Start of INPUT DATA

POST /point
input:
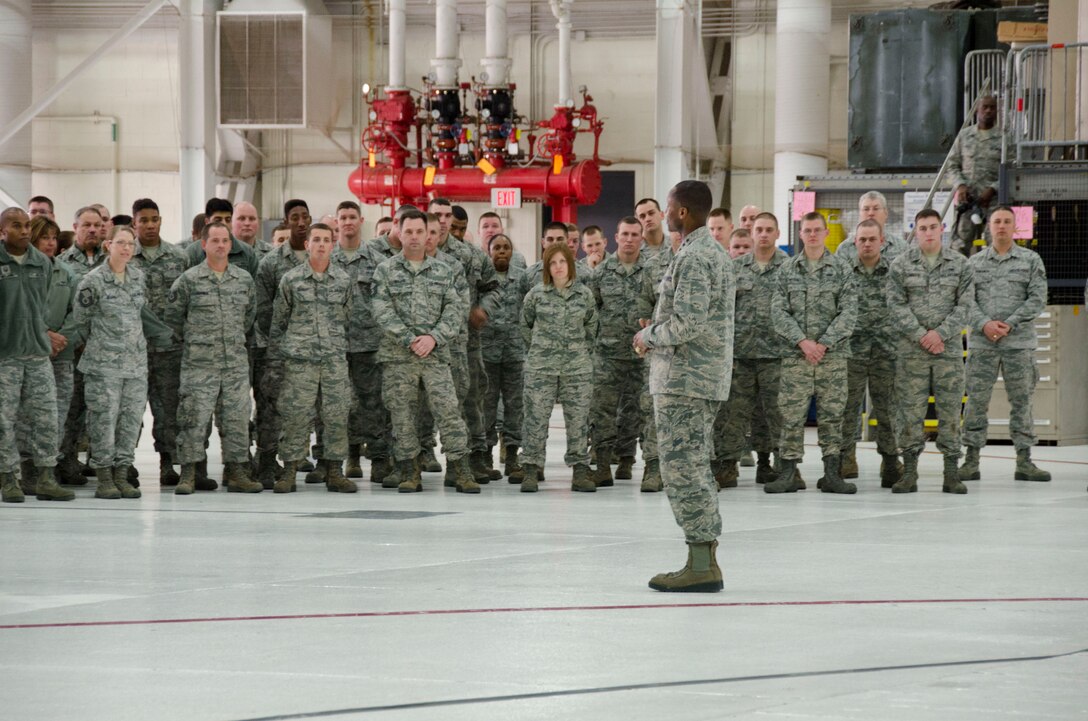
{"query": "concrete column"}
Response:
(15, 89)
(802, 95)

End of INPUT DATA

**PROMPT:** Please swap "concrete column" for "steel beam" in the records above and reproduce them with everything else unchanged, omitting the pictures.

**FULL ANSWER:**
POST /point
input:
{"query": "steel beam"}
Response:
(15, 89)
(802, 95)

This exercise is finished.